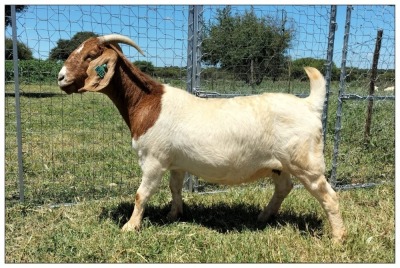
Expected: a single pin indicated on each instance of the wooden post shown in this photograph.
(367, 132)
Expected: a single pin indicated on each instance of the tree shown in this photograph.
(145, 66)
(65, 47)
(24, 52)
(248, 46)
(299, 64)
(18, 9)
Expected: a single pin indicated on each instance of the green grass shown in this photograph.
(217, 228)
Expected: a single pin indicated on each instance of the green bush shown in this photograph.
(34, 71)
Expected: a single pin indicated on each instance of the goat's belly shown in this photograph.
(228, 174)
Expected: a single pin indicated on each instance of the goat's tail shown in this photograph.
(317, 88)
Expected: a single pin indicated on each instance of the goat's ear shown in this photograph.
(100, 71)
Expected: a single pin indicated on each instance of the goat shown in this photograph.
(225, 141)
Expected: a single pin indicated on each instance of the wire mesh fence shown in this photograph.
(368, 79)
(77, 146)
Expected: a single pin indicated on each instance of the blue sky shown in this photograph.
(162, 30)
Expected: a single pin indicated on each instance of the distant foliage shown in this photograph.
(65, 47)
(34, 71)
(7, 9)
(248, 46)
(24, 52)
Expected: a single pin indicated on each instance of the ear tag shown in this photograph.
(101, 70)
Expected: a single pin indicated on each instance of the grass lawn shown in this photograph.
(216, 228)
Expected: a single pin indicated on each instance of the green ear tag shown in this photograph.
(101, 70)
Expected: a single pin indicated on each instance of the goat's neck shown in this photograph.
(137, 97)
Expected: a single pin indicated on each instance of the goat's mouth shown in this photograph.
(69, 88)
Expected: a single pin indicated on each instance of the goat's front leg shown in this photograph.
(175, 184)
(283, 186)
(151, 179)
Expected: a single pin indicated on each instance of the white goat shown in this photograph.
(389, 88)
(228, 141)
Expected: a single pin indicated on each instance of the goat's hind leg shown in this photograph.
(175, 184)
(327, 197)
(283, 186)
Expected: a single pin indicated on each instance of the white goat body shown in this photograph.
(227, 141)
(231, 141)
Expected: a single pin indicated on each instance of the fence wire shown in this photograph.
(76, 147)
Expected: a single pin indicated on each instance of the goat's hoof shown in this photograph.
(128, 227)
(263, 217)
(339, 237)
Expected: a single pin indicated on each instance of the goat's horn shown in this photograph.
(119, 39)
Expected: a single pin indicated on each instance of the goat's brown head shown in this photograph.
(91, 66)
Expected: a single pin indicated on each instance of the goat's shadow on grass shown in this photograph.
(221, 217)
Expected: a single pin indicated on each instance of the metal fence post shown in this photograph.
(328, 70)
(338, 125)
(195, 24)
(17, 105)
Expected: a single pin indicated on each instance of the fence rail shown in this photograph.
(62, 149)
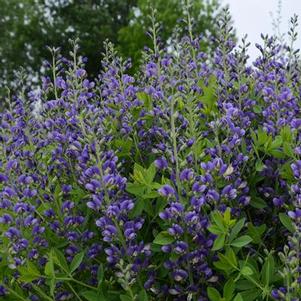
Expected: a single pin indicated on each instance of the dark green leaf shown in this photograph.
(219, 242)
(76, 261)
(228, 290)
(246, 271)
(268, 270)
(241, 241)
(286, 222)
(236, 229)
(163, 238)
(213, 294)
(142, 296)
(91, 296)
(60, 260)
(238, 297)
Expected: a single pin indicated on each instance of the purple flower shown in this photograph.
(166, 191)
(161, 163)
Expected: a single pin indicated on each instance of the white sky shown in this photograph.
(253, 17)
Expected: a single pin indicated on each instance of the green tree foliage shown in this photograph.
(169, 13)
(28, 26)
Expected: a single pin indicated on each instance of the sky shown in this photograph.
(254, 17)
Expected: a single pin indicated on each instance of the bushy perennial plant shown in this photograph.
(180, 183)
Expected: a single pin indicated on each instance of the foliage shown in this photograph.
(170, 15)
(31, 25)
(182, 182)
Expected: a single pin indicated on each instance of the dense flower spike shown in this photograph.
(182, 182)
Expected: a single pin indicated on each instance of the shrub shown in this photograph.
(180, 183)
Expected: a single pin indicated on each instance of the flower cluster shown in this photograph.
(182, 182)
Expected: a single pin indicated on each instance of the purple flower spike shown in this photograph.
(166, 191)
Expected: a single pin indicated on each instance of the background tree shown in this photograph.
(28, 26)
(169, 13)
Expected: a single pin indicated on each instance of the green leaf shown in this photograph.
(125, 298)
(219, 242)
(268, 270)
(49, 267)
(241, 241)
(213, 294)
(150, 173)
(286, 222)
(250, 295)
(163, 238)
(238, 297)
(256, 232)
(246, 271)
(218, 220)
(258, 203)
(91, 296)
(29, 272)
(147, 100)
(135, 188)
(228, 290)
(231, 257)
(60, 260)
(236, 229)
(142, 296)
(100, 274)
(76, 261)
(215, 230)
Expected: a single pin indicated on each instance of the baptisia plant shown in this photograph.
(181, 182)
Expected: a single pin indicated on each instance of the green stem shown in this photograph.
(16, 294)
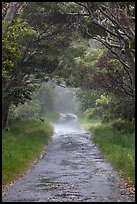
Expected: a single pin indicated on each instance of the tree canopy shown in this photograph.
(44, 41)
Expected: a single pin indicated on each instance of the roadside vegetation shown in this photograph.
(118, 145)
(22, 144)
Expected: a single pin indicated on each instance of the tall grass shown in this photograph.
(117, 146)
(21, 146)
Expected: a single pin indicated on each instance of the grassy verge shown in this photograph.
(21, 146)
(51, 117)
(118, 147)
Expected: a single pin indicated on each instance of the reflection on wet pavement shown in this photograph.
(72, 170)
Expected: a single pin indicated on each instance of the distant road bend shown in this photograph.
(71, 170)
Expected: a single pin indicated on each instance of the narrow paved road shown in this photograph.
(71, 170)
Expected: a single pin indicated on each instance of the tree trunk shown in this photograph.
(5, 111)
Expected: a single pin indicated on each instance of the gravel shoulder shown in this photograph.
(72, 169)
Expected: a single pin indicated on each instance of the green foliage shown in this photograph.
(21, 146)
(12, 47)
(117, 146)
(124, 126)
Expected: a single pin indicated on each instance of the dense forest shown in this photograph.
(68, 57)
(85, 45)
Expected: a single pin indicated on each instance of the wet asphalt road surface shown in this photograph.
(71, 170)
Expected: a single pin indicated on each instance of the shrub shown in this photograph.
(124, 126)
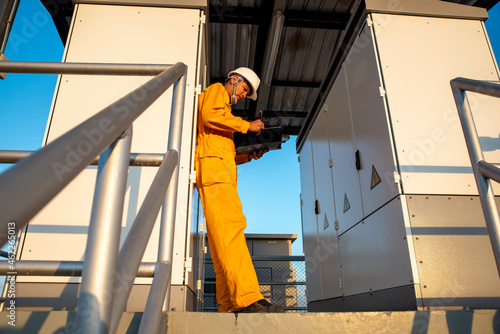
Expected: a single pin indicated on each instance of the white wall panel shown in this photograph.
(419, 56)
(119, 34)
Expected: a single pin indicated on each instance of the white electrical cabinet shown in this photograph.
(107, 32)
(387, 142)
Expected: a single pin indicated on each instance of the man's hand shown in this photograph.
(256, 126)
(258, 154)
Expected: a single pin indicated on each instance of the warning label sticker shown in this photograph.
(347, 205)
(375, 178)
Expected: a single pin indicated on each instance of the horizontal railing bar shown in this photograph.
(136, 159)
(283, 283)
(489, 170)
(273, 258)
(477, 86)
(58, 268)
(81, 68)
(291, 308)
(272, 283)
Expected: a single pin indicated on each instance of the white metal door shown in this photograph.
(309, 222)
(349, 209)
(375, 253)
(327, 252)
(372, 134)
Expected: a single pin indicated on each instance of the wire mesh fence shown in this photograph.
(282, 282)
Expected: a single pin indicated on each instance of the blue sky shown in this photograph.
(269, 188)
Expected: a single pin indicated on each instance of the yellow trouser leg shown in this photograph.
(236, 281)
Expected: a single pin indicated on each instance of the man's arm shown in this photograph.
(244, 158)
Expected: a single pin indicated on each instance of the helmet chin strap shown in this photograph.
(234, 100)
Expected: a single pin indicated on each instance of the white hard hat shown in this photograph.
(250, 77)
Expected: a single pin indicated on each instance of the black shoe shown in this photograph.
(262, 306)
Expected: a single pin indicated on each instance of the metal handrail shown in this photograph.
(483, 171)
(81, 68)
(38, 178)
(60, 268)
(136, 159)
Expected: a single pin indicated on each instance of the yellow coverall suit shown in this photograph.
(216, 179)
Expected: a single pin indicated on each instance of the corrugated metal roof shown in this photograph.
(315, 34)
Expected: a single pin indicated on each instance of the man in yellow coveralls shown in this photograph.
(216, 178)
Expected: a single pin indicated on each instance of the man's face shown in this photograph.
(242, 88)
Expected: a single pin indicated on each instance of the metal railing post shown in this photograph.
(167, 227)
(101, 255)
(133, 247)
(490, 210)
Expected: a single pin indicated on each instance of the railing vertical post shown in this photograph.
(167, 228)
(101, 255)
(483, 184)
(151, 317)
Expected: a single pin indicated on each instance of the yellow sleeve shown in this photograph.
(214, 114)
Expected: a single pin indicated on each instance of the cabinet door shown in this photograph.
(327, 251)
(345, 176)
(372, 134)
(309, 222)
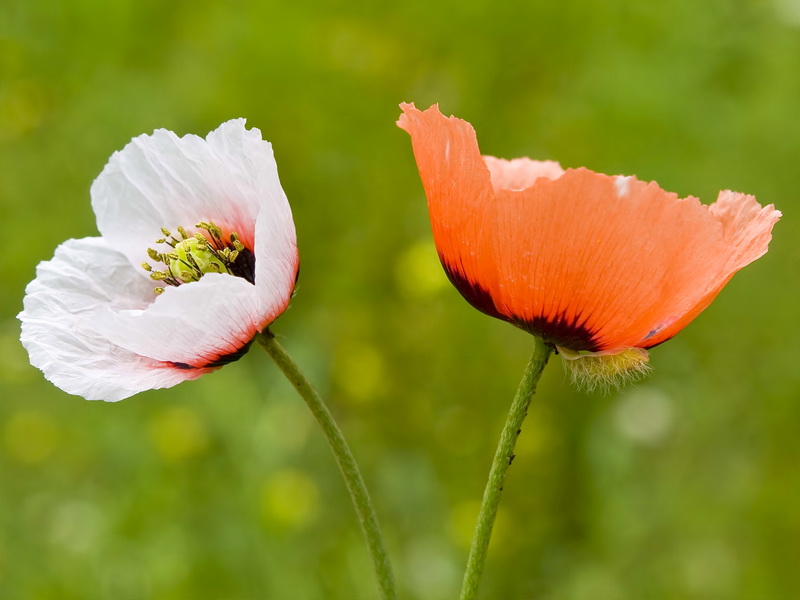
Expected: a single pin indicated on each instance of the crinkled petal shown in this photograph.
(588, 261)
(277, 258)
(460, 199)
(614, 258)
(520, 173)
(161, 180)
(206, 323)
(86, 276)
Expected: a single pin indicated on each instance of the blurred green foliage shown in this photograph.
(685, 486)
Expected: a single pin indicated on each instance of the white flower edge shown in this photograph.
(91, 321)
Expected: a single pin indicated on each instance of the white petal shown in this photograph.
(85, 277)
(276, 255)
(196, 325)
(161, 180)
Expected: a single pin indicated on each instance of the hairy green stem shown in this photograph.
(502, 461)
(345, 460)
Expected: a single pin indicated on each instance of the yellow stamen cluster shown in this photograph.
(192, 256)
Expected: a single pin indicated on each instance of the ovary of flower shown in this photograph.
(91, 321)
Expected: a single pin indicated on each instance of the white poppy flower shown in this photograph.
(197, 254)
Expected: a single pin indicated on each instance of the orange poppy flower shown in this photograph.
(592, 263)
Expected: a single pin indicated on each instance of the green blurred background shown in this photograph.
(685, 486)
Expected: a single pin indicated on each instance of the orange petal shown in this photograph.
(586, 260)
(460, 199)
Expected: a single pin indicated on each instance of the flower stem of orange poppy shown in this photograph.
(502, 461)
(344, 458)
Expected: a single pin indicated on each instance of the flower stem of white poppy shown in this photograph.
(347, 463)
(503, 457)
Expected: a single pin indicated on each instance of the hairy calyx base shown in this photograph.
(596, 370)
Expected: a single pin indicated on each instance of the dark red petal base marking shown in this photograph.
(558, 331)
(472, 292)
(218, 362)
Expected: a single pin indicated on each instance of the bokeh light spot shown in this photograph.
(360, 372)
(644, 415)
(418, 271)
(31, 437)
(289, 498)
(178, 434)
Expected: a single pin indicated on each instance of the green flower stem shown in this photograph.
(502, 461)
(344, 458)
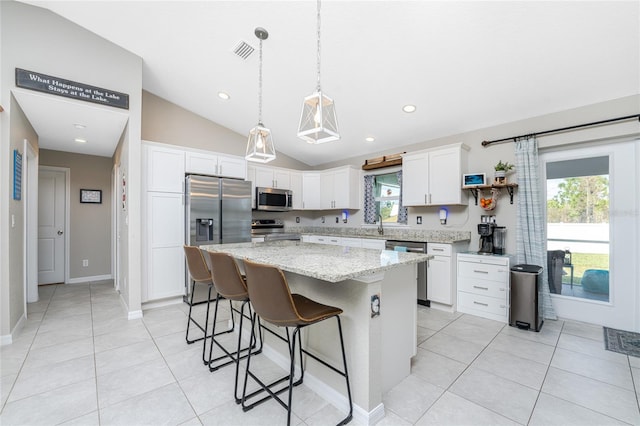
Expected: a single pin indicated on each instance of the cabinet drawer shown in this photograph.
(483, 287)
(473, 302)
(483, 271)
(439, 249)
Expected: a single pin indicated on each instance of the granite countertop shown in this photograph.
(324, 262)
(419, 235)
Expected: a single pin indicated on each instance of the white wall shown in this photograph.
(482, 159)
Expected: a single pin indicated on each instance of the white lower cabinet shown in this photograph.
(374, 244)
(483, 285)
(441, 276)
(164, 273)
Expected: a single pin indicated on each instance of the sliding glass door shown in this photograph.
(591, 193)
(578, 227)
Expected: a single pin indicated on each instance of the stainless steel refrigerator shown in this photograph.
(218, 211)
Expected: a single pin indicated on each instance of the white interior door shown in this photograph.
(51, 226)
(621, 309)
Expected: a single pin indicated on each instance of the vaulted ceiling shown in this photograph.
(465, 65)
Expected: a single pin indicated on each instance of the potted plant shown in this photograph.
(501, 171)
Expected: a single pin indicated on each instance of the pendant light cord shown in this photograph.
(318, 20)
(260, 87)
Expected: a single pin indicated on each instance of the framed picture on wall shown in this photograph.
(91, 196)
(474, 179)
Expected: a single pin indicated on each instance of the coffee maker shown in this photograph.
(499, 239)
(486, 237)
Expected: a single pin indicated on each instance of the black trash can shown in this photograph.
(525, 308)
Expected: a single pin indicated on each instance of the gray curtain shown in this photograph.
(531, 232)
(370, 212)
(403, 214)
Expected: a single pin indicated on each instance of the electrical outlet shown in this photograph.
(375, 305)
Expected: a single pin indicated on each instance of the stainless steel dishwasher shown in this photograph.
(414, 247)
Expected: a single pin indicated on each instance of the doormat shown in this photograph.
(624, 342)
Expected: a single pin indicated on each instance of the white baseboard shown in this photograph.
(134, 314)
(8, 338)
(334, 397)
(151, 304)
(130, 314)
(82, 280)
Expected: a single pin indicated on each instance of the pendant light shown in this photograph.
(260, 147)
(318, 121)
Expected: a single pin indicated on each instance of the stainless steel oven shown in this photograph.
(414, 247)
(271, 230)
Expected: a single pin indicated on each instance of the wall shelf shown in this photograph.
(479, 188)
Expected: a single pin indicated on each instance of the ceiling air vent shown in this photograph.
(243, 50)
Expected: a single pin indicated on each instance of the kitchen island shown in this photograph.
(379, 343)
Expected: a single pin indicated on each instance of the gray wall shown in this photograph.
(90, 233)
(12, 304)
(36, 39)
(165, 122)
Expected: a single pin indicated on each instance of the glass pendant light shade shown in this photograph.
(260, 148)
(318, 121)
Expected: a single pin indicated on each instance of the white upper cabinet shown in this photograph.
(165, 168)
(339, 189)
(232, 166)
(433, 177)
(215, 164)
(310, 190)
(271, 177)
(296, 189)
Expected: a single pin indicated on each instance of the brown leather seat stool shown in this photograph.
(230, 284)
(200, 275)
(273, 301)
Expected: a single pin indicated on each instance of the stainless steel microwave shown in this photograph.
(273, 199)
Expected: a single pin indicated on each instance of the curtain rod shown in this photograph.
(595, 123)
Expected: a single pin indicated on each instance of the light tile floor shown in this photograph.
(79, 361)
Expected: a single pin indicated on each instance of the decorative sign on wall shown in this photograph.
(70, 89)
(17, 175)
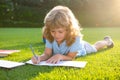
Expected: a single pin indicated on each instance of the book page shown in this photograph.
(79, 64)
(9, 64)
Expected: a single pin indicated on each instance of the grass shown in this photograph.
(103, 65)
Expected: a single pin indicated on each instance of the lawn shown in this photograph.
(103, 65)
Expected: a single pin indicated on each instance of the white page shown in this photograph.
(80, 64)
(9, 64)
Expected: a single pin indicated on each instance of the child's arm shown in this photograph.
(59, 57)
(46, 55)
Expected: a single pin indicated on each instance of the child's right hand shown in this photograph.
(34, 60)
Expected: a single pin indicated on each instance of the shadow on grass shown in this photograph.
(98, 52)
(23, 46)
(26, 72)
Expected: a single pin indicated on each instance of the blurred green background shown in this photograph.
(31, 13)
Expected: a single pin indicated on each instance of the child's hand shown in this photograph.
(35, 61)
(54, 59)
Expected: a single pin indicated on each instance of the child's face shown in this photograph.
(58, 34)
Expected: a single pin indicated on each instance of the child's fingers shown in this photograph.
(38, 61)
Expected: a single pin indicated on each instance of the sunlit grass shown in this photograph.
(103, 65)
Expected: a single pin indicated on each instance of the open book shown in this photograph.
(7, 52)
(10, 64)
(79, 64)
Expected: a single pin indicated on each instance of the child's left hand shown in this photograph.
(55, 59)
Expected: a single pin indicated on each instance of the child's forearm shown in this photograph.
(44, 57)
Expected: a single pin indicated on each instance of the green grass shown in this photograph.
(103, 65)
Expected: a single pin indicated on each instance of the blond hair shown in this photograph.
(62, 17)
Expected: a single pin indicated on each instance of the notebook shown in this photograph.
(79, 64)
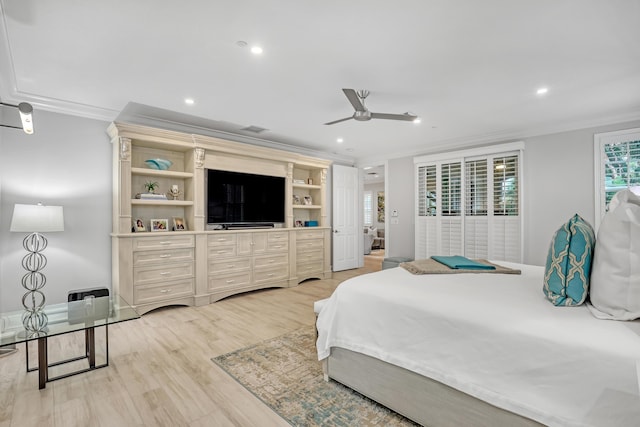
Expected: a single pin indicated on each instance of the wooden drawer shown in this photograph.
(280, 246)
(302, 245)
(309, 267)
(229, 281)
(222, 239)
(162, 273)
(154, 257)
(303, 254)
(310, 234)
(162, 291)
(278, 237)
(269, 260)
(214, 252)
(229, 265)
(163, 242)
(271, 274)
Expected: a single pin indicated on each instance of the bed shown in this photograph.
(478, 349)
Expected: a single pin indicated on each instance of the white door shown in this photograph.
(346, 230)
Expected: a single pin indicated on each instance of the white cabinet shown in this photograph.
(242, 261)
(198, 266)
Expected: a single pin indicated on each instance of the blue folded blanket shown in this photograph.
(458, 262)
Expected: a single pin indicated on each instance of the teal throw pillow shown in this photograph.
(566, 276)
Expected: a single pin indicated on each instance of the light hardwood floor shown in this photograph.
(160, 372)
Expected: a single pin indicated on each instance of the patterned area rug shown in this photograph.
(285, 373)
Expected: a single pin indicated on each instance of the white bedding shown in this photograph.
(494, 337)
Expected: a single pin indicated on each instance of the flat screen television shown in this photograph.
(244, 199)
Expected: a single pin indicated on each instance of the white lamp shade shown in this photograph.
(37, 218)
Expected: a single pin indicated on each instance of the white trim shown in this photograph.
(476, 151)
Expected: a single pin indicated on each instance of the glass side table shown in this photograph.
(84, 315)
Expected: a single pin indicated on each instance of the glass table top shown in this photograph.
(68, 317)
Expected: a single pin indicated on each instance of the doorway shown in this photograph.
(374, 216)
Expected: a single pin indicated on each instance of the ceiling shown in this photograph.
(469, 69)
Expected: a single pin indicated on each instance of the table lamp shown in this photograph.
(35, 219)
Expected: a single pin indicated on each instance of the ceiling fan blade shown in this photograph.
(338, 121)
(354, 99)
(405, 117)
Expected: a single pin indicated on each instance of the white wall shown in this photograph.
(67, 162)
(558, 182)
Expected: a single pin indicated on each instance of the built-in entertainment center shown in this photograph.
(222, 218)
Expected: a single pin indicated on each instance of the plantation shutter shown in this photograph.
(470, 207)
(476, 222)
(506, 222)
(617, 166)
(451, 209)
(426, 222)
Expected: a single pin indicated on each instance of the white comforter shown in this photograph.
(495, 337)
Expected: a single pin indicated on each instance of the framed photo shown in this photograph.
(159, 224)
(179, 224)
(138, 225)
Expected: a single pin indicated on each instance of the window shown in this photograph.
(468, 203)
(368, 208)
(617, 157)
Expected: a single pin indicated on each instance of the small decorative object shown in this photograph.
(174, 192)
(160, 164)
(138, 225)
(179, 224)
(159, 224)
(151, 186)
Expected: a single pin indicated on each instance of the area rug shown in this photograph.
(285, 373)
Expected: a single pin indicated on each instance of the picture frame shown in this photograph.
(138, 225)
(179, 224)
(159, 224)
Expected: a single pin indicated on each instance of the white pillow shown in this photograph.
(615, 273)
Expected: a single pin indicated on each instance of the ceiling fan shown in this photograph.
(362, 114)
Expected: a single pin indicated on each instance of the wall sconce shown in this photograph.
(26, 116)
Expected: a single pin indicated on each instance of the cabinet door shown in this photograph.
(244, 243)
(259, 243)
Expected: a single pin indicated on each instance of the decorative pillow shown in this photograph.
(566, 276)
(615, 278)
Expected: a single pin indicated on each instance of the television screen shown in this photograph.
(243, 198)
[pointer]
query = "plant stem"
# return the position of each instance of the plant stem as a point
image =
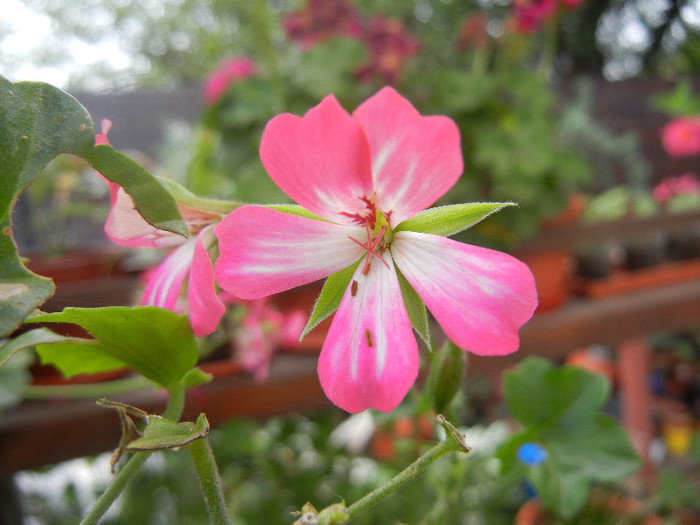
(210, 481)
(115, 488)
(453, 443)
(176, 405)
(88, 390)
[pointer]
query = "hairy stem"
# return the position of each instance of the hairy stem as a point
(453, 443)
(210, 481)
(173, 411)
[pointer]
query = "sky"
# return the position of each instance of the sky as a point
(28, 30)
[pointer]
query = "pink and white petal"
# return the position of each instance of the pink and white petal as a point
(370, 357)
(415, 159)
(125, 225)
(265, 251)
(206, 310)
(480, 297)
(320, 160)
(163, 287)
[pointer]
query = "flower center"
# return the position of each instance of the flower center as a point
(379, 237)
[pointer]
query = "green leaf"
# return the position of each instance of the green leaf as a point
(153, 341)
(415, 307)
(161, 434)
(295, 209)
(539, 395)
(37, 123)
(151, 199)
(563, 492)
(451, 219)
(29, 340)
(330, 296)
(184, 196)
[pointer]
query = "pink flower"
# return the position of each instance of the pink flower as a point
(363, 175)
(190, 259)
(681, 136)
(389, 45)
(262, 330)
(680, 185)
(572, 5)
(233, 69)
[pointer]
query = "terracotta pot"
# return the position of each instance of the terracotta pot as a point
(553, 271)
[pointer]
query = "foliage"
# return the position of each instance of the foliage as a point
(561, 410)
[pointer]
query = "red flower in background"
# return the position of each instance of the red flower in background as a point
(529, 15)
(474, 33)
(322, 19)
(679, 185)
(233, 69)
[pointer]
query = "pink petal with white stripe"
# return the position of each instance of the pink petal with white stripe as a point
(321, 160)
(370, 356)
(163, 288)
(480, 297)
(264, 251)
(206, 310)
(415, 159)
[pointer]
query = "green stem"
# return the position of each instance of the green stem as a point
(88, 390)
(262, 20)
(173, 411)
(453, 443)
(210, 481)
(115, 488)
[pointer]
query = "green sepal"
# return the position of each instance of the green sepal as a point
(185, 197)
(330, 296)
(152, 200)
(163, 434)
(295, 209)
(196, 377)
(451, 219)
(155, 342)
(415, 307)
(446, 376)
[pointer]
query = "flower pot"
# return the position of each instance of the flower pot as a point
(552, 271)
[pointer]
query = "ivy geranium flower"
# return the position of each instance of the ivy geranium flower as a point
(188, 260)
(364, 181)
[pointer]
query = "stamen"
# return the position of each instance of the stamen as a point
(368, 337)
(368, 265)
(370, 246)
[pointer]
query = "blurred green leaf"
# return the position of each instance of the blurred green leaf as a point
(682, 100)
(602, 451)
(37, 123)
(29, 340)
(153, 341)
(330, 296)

§ **The exercise**
Count how many lines in the rows above contain the word "electrical", with case counting, and give only that number.

§ **Correct response**
2